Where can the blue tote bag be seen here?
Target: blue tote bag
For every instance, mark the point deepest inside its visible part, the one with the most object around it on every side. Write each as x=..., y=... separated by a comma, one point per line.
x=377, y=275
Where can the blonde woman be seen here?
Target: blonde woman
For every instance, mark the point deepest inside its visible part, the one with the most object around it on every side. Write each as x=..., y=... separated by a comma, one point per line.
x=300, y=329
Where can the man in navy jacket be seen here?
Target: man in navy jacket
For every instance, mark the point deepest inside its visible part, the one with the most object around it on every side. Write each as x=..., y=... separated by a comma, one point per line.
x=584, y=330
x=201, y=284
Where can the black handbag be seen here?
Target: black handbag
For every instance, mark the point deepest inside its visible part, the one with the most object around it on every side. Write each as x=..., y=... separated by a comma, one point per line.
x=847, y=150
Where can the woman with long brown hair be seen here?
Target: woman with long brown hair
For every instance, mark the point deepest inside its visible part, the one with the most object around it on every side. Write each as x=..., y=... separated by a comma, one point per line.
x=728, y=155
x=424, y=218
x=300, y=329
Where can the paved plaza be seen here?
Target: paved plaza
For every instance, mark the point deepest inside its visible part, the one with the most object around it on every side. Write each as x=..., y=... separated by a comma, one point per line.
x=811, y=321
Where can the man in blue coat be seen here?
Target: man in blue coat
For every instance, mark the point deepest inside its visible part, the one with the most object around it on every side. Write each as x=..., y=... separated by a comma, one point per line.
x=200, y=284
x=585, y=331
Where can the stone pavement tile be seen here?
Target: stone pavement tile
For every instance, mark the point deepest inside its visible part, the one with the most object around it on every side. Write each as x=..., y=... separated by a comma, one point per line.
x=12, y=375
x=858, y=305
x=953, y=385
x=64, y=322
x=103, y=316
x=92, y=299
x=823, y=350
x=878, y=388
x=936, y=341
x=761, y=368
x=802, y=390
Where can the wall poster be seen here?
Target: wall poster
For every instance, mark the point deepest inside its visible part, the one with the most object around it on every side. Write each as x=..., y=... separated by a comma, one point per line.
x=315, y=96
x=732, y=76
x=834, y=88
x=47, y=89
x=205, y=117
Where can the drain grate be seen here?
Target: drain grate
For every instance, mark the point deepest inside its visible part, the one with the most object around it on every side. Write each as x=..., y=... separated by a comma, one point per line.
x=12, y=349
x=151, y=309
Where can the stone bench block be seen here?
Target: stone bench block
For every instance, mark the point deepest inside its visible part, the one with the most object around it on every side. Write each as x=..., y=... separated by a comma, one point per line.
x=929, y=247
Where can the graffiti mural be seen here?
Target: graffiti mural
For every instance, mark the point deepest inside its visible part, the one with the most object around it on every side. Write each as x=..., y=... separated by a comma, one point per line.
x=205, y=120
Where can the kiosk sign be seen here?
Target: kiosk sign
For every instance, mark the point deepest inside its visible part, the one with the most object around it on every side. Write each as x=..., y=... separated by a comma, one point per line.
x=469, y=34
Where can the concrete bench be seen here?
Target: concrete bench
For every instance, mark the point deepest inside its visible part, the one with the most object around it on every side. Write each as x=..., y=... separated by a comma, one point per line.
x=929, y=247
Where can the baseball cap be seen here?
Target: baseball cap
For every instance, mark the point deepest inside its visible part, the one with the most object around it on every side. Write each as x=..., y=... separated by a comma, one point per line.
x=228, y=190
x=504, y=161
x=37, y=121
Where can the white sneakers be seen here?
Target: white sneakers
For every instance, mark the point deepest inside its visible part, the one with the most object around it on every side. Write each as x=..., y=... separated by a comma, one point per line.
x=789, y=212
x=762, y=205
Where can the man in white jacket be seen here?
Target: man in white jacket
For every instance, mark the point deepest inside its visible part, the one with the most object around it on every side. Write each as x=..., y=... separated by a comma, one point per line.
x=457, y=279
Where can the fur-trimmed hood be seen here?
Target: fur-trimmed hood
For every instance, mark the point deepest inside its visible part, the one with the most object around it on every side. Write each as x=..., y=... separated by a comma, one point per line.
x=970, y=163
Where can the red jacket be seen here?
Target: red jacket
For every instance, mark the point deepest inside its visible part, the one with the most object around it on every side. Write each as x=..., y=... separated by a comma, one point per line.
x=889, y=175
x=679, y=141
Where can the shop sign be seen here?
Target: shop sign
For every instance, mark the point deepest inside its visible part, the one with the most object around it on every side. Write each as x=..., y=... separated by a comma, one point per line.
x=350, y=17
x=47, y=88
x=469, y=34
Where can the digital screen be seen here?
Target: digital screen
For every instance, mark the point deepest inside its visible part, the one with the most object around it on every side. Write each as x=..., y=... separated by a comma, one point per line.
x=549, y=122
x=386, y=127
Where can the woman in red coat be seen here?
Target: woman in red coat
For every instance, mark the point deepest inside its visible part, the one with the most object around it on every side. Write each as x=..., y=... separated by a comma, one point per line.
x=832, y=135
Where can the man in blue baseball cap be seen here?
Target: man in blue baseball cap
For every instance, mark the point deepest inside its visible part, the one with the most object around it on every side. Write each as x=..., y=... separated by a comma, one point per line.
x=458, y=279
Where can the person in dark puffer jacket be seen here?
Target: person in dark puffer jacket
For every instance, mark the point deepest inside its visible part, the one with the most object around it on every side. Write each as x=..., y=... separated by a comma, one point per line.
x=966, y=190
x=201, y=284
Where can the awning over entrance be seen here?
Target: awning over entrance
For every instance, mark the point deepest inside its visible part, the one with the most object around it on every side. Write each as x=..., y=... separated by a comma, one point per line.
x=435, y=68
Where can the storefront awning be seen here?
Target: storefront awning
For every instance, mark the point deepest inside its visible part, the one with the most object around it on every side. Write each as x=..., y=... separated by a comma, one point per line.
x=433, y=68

------------------------------------------------

* **INSTRUCTIONS FOR THE TASK**
Set every record down again, exactly as given.

* **SOLUTION**
Where can the blue tote bag be seen here?
Target: blue tote bag
For every instance, mark the point deepest inside its visible part, the one with the most object around it on every side. Write each as x=..., y=... separated by a comma, one point per line.
x=377, y=275
Where can the blonde woman be seen here?
Target: blonde woman
For every instance, mark the point deepest inside its visible part, the one with the most object around it on every side. Write each as x=..., y=... separated by a comma, one point per line.
x=300, y=329
Where can the man in navy jacket be seen here?
Target: man in navy jacket
For every instance, mark the point deepest inside its visible part, the one with the most object around it on every side. Write each as x=..., y=... separated by a comma, one point per line.
x=584, y=330
x=201, y=284
Where can the black handbag be seen here?
Target: black handbag
For every instance, mark the point deepest inside its visible part, the one with the most object around it on every side. Write each as x=..., y=... separated by a comma, one point per line.
x=847, y=150
Where can the woman with long brown hair be seen here?
Target: woman with long brown hair
For every instance, mark the point deepest inside its visible part, the one with the most object around it on every side. Write each as x=..., y=... separated by a comma, one point per line.
x=728, y=155
x=424, y=218
x=300, y=329
Where can the paved plaza be seen here?
Target: paved plaza
For every instance, mark the point deepest inside its visible part, the one with the most object around it on every side. Write each as x=..., y=... separated by a comma, one point per line.
x=811, y=321
Where can the man in blue coat be seen here?
Target: man in blue coat
For every instance, mark the point deepest inside its visible part, the one with the most object around it on every side. Write each as x=..., y=... separated by a comma, one point per line.
x=200, y=284
x=585, y=331
Where can the stone pavement tile be seen here?
Target: stone pavement tile
For every instance, mark the point deepest inside its visible part, the one with the most object around it on every side. Write each as x=..., y=... separated by a comma, one point per line.
x=12, y=375
x=858, y=305
x=953, y=385
x=64, y=322
x=103, y=316
x=92, y=299
x=823, y=350
x=878, y=388
x=936, y=341
x=761, y=368
x=802, y=390
Where can the wall poster be seen here?
Target: wall poster
For every instance, mark the point deepest inside its visible part, the one with the most object around it on every side. Write each as x=..., y=... separated by a comma, one point per line.
x=315, y=96
x=732, y=76
x=834, y=88
x=47, y=89
x=205, y=117
Where can the drain grate be seen here?
Target: drain grate
For every instance, mark the point deepest inside its visible part, the one with the most object around it on every side. Write each as x=..., y=... separated by a comma, one point per line.
x=12, y=349
x=151, y=309
Where can the stone bench block be seen here?
Target: stone bench block
For every instance, mark the point deepest inside its visible part, the one with the most object around it on every side. Write each as x=..., y=... separated by a comma, one point per line.
x=929, y=247
Where can the graffiti mural be seen here?
Target: graffiti mural
For every instance, mark the point deepest inside its visible part, the one with the most object around it on every side. Write each as x=..., y=... separated by a comma, one point per line.
x=205, y=120
Where can the kiosk sign be seen here?
Target: kiosk sign
For every instance, mark the point deepest inside its visible part, the one with the most object around it on every side. Write each as x=..., y=... separated by a comma, one point per line.
x=469, y=34
Where can the concrete bench be seen here?
Target: concrete bench
For every instance, mark the point deepest inside its visible part, the one with the most object around it on every side. Write each as x=..., y=... separated by a comma, one point per line.
x=929, y=247
Where can the baseball cap be seen here?
Target: baseball cap
For every instance, mark the point deepest inside its visible part, the one with the most object around it on every side. Write each as x=..., y=... separated by a comma, one point per line.
x=228, y=190
x=504, y=161
x=37, y=121
Where can the white sneakers be seen here?
Target: white sneakers
For every instance, mark the point deepest inside its visible part, the one with the most object around it on every side. Write each as x=..., y=... separated by a comma, one point per line.
x=789, y=212
x=762, y=205
Where can the man in white jacket be seen here?
Target: man in white jacket
For every instance, mark the point deepest inside its visible part, the one with the most object around it on every side. Write each as x=..., y=... separated by a comma, one point per line.
x=457, y=279
Where can the fur-trimmed hood be seen here?
Target: fur-trimmed hood
For every instance, mark the point deepest inside its visible part, the one with the most object around it on every side. Write each as x=..., y=... separated by a comma, one point per line.
x=970, y=163
Where can the red jacket be seen here?
Target: red jacket
For every instance, mark the point deepest inside its visible part, the one with the most object around it on every side. Write each as x=..., y=... separated by a comma, one point per line.
x=889, y=175
x=679, y=141
Where can the shop sign be seen here?
Target: shop sign
For every instance, mark the point deepest inside its visible part, the one with the most object around it on every side. Write each as x=..., y=... separated by a comma, one point per line.
x=350, y=17
x=47, y=88
x=469, y=34
Where can the digital screen be seen here?
Target: digital screen
For every instance, mark the point deepest inside its visible part, the one with the most object around it on every side. Write each as x=..., y=... separated by a comma, one point per line.
x=549, y=122
x=386, y=127
Where can the woman in red coat be seen here?
Target: woman in red coat
For every instance, mark the point deepest inside its visible part, the one with the most object around it on every side. Write each as x=..., y=... separated by a comma, one point per line.
x=832, y=135
Where can the man in blue baseball cap be seen here?
Target: man in blue baseball cap
For every instance, mark the point deepest inside its visible part, the one with the most object around it on every side. Write each as x=..., y=... separated by a comma, one point per line.
x=458, y=279
Where can the person in dark puffer jacket be seen here?
Target: person in dark puffer jacket
For every instance, mark the point deepest inside its visible part, the one with the most object around it on every side. Write each as x=..., y=... separated by a comma, one point per line.
x=966, y=190
x=201, y=284
Where can the awning over entrance be seen here?
Target: awning over entrance
For every instance, mark the point deepest inside its visible part, the one with the most object around it on every side. Write each as x=..., y=... separated by a comma, one point per line.
x=435, y=68
Where can the storefront awning be seen here?
Target: storefront awning
For every instance, mark the point deepest inside its visible part, the one with the most object around it on every side. Write each as x=..., y=... separated by a comma, one point per line.
x=433, y=68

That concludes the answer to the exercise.